Instructions for the task: Retype only what runs from the line that contains "Annotate the small" through the last line of the listing below, both lines included.

════

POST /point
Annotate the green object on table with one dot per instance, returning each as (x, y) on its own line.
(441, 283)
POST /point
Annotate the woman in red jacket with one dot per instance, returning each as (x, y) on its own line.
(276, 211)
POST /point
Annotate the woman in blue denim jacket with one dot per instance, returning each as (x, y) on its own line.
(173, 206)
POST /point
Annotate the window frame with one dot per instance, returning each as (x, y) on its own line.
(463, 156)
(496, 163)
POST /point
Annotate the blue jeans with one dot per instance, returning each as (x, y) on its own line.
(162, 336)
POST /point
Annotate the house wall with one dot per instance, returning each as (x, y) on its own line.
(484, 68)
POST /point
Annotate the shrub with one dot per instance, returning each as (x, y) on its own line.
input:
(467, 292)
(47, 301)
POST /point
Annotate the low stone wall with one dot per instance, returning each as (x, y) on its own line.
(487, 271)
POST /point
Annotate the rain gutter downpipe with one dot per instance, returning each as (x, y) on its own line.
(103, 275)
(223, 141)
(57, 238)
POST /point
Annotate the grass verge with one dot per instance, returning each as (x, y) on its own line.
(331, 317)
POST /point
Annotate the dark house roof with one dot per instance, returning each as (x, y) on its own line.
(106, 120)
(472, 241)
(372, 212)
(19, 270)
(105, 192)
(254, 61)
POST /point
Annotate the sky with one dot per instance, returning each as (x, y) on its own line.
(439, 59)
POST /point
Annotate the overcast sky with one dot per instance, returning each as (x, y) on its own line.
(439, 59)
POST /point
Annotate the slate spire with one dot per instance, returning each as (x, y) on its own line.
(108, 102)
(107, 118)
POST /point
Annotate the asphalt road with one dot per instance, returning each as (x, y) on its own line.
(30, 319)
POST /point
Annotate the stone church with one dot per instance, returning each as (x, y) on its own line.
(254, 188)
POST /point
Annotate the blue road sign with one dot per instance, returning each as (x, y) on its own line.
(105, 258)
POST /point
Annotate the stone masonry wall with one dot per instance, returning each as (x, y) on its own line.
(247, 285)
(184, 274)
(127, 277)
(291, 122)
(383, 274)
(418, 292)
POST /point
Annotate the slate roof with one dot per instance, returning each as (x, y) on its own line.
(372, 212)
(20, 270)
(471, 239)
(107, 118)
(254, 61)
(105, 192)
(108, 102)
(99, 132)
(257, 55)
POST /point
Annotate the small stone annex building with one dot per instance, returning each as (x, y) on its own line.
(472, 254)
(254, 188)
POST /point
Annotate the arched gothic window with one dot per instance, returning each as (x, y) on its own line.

════

Answer to this task:
Annotate the small stone annex building with one dot per instance, returning each as (x, y) on its own line.
(472, 254)
(254, 188)
POST /point
Annotate the arched gothic window with one dot per instance, returning each as (x, y) on its own line.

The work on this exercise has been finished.